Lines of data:
..............................
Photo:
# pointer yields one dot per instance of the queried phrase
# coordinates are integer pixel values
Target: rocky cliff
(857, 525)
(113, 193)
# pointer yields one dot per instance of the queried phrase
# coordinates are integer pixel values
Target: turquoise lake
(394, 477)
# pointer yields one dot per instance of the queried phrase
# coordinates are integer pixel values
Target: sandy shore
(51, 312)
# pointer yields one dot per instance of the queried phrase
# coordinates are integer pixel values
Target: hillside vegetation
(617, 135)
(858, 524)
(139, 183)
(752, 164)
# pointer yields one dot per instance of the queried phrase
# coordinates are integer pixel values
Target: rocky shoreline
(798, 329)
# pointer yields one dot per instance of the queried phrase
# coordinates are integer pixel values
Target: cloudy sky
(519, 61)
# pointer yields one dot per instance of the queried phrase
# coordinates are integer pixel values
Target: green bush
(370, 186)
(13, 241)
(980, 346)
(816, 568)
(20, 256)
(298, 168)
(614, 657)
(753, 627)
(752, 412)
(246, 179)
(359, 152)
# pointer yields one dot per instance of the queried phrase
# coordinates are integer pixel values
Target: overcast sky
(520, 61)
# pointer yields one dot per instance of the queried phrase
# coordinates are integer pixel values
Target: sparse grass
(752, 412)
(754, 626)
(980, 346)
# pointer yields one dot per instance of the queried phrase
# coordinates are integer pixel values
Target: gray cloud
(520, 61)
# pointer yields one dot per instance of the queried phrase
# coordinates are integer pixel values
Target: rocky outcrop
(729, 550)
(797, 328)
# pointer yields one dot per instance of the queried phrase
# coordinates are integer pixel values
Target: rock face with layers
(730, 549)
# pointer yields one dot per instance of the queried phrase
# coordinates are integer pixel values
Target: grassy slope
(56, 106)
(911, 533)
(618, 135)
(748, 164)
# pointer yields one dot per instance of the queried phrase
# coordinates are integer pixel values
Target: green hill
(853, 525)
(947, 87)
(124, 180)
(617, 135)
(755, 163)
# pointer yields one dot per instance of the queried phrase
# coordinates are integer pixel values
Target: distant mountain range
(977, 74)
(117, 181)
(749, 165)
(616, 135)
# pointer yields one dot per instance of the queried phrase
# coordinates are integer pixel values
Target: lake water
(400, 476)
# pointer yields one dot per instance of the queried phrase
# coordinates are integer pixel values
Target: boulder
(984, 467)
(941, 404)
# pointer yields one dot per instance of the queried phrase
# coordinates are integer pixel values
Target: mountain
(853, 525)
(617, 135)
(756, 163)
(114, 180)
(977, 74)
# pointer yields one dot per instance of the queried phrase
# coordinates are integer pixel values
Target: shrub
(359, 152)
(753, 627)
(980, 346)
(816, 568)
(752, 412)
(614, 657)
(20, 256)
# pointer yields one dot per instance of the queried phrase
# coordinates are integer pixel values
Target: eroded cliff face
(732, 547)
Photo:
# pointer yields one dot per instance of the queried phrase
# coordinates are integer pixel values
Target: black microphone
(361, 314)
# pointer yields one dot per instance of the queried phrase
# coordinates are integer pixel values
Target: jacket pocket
..............................
What to work on » Please list each row above that contains the word "rocky".

Solution for this exercise »
Target: rocky cliff
Target: rocky shoreline
Target: rocky outcrop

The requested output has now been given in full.